Set problem 1 ::
In the turkey hunting post, at what time did the son get his turkey?

Quoted passage ::
# Gobble..Gobble..Gobble.....BANG !!!!



## Fish On (Sep 1, 2004)

My son got his Turkey yesterday at 7:55 am ......21#....1 3/16 Spurs and a 9 1/2 " Beard , he was out in a field struting with two hens so we moved into the woods and started calling , had a raccoon come right next to us , camo must of blended in good ...LOL!! Turkeys finally worked there way in the woods and you know it the Boss Hen came to us first WOW was she pissed off she was freakin out trying to get us out of her area she was flapping her wings and jumping up as if she was going to spur us what a site , the whole time the Gobbler was hung up with the other hen about 80 yards back ,then four deer walk right thru the whole picture thank god there was no wind as they made two passes back and worth in front of us as we were Cuttin N Puttin with this boss hen as they left the other hen and Gobbler are finally working there way right to us he stopped 30 yards away abd they where all lined up right in front of us hen hen Gobbler if he was to pull the trigger he would of railed all of them for sure , My son said Dad there is all kind of brush in the way also , I said that gun with that choke and 3" turkey load will blow right thru that NO Problem one hen turned and walked off 3' feet and just then the Boss hen did her alarm putt we only has seconds before they busted.. just then the Boss Hen took two steps and ducked here head and gave a good alarm putt and we said you better TAKEM NOW ... Then BOOM !!!! What a day, He was excited !!!!

Excerpted records ::
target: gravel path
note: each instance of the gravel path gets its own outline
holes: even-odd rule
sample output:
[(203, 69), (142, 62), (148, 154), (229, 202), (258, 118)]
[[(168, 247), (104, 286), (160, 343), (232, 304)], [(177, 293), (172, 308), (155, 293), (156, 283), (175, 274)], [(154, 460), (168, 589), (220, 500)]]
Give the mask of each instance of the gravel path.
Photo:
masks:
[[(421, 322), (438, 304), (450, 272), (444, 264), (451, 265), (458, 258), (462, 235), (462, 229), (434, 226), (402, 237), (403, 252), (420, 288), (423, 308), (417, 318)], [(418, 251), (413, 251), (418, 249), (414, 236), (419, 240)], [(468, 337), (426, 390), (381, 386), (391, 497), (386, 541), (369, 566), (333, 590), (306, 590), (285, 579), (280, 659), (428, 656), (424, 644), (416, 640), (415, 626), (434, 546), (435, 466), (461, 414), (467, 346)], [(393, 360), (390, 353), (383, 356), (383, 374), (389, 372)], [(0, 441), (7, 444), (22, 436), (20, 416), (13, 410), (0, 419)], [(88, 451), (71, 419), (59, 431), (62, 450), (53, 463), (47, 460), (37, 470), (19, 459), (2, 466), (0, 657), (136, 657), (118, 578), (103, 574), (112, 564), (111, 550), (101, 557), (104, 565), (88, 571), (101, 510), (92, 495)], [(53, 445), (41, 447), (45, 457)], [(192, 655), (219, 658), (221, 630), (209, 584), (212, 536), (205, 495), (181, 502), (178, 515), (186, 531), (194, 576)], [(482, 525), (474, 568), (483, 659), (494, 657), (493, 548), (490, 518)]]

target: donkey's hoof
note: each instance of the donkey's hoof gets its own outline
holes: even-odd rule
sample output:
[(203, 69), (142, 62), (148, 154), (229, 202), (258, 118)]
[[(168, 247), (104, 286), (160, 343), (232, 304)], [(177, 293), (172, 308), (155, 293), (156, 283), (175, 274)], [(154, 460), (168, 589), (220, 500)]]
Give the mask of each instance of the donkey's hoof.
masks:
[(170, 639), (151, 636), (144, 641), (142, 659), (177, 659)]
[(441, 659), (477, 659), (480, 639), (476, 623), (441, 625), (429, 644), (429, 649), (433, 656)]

Set problem 2 ::
Copy the listing from the line containing "target: donkey's hoof" through the end of the listing, keeping every line unchanged.

Correct result 1 ::
7:55 am

Correct result 2 ::
target: donkey's hoof
note: each instance of the donkey's hoof gets its own outline
holes: even-odd rule
sample output:
[(203, 69), (142, 62), (148, 154), (229, 202), (258, 118)]
[[(168, 247), (104, 286), (160, 343), (232, 304)], [(177, 293), (172, 308), (155, 293), (156, 283), (175, 274)], [(154, 460), (168, 589), (220, 500)]]
Give the mask of each instance of the donkey's hoof.
masks:
[(170, 639), (151, 636), (144, 641), (142, 659), (177, 659)]
[(441, 659), (477, 659), (480, 639), (476, 623), (441, 625), (429, 644), (429, 649), (433, 656)]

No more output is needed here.